[Data listing]
┌────────

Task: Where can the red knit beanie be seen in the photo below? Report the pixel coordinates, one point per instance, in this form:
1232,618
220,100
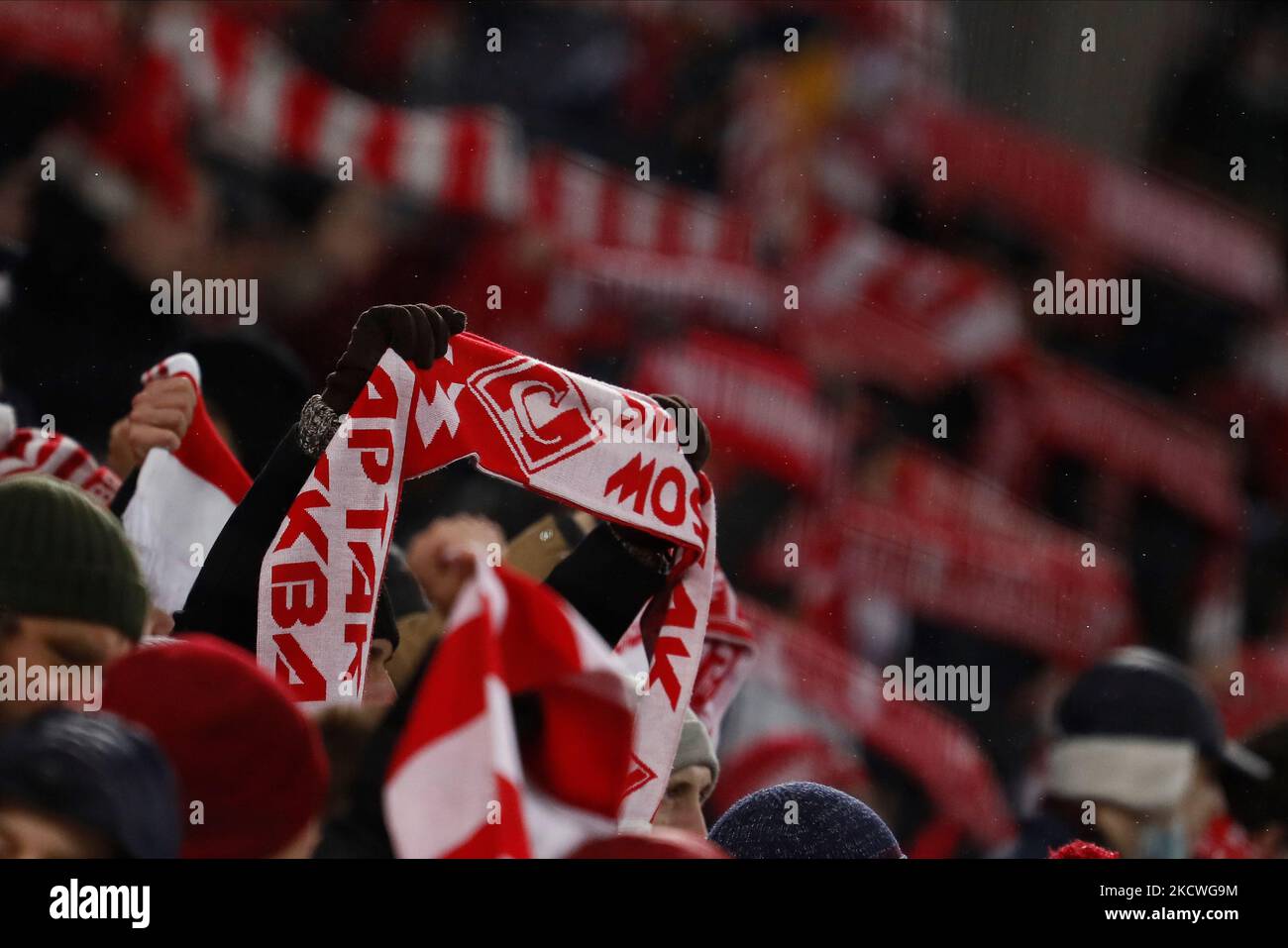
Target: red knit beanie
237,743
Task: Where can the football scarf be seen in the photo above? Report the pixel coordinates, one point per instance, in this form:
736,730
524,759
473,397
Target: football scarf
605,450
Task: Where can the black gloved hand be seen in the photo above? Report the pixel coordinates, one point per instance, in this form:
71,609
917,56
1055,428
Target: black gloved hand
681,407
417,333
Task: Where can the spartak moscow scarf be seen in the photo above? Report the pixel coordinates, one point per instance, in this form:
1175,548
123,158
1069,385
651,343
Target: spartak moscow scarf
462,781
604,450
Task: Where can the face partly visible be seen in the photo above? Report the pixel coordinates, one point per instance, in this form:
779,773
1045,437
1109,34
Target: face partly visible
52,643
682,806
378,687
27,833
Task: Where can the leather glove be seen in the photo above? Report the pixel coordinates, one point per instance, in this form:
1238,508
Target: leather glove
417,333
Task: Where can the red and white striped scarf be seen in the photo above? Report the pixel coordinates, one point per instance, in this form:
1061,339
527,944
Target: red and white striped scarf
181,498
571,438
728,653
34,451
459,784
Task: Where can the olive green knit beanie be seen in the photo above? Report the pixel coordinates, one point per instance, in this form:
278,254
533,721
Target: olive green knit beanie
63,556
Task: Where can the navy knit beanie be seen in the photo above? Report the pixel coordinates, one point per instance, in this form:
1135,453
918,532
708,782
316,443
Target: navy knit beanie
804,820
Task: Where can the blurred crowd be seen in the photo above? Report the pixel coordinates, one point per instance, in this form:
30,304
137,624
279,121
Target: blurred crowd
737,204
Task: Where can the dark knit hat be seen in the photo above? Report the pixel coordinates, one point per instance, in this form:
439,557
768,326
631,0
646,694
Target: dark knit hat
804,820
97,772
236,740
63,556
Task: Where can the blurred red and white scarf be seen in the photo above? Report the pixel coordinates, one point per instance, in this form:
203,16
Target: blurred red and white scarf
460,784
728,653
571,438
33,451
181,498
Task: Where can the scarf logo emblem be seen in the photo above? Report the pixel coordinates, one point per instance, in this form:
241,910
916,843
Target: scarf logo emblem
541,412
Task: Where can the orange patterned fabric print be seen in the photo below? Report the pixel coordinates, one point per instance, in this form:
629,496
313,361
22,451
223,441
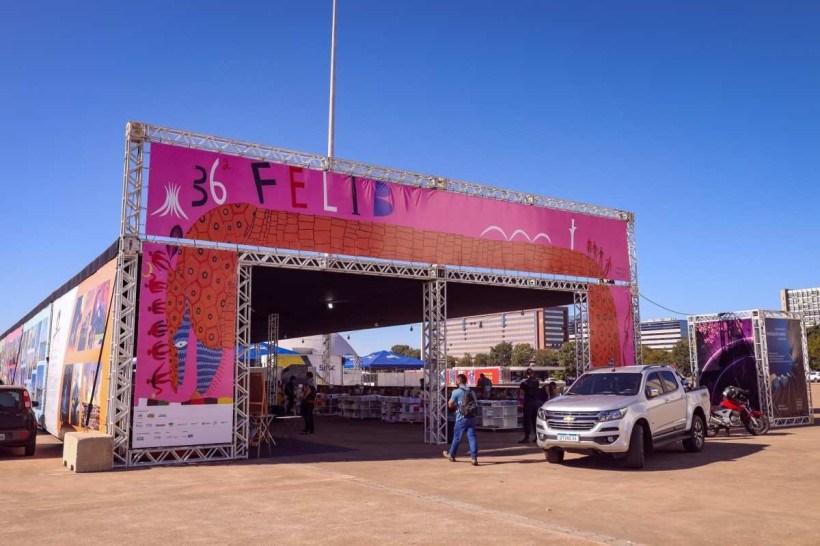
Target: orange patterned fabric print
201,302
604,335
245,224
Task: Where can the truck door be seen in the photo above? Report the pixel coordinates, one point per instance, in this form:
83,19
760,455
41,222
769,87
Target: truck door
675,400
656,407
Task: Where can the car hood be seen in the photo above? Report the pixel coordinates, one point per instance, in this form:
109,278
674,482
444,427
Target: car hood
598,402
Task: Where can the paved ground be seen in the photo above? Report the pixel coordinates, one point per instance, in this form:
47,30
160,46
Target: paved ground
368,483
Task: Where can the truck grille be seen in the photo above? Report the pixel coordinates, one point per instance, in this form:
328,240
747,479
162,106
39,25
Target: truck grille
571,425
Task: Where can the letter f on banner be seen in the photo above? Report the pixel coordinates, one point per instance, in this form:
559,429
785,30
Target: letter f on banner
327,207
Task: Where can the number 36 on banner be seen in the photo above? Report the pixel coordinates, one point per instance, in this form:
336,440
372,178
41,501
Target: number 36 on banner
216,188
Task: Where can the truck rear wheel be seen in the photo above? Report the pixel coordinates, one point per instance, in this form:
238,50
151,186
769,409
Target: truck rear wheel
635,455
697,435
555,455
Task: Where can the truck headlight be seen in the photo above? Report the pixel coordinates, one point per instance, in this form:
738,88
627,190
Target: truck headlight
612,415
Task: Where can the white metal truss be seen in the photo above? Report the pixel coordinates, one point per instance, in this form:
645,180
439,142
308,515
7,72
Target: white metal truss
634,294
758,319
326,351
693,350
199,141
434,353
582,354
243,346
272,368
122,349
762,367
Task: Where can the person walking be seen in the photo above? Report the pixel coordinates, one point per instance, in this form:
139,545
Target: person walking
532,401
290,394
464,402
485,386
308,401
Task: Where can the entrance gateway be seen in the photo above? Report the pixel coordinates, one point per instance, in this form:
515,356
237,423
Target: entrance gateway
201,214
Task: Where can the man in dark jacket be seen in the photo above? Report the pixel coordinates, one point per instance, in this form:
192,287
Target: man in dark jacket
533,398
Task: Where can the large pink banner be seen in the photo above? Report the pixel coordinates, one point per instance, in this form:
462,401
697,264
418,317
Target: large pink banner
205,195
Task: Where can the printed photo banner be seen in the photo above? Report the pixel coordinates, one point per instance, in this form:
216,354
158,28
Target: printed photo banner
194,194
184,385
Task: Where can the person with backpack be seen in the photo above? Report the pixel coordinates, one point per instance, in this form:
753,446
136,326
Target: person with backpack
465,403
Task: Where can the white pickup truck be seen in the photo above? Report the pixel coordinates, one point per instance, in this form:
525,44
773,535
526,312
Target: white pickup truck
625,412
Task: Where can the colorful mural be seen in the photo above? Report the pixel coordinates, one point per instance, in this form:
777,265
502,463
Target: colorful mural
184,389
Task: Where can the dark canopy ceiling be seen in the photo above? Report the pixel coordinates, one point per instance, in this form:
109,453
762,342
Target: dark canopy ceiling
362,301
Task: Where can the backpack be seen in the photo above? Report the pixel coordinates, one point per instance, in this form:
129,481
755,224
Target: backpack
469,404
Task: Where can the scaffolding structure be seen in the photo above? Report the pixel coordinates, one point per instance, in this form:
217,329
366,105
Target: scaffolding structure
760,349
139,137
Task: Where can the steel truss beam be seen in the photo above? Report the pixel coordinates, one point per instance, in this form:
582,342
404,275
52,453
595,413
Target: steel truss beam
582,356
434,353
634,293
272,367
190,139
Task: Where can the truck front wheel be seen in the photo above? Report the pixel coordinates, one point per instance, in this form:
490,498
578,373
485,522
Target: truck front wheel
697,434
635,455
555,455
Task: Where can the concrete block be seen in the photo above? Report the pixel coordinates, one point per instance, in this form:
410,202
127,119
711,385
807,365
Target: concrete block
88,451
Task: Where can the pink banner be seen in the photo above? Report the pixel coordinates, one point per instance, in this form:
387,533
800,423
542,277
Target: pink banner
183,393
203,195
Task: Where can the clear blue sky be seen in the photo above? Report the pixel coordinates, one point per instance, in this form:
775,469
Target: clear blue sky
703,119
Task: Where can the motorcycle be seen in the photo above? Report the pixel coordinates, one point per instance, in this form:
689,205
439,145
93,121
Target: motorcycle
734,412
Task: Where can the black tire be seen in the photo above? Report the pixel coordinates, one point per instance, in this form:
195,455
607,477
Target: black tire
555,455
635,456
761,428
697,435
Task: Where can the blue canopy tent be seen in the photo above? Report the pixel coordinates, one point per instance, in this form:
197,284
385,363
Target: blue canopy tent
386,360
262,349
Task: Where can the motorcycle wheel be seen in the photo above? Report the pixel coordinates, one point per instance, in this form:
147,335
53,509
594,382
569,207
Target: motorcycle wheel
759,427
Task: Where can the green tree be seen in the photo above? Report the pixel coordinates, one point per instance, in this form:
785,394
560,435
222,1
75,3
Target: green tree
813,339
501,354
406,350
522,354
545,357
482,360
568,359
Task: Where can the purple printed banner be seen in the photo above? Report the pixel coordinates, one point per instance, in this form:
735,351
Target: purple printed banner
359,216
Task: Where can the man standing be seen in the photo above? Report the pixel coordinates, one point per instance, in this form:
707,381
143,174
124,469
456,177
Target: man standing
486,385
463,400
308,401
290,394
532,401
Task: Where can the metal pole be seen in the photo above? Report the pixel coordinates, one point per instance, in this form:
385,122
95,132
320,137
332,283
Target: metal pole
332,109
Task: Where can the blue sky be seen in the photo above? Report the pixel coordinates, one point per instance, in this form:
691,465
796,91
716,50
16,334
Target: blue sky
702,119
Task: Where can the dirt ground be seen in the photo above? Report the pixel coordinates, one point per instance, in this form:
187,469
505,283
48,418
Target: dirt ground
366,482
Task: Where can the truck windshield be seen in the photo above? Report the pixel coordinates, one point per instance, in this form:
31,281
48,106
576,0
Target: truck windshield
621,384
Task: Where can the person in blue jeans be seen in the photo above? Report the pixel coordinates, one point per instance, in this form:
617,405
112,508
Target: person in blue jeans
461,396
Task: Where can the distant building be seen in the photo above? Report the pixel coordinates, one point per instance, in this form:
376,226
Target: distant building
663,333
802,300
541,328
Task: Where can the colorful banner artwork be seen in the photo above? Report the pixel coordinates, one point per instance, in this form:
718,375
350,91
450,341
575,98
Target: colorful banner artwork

└────────

◆ **Exercise details**: Locate "Task: Where can the dirt" in the material, then quote the line that contains it and all lines after it through the final one.

◆ **Response to the task**:
Task: Where can the dirt ground be seen in the photo above? Report the pixel coordinates, one point per instance, in this form:
187,469
505,283
48,418
Target: dirt ground
366,482
Task: Where can the truck windshield be seen in the photo above? Report the pixel coordinates, one point per instance, in this form:
31,281
48,106
576,0
Target: truck windshield
621,384
Task: Where can the person in blue jeans be seen in the photo above? Report the pixel coordinates, one point per instance, in this form:
617,405
112,508
Target: person in blue jeans
461,396
Task: Where can the distant building be seen in the photo above? Report the pixel coordinates, one point per instance, in this form:
376,226
Target: distant building
663,333
802,300
541,328
Task: Where can the colorful banner artwork be seen in the photo above? Report the pixel coordinates, one point per instance, in this form:
718,375
350,91
450,341
575,98
Target: colorful banner artwork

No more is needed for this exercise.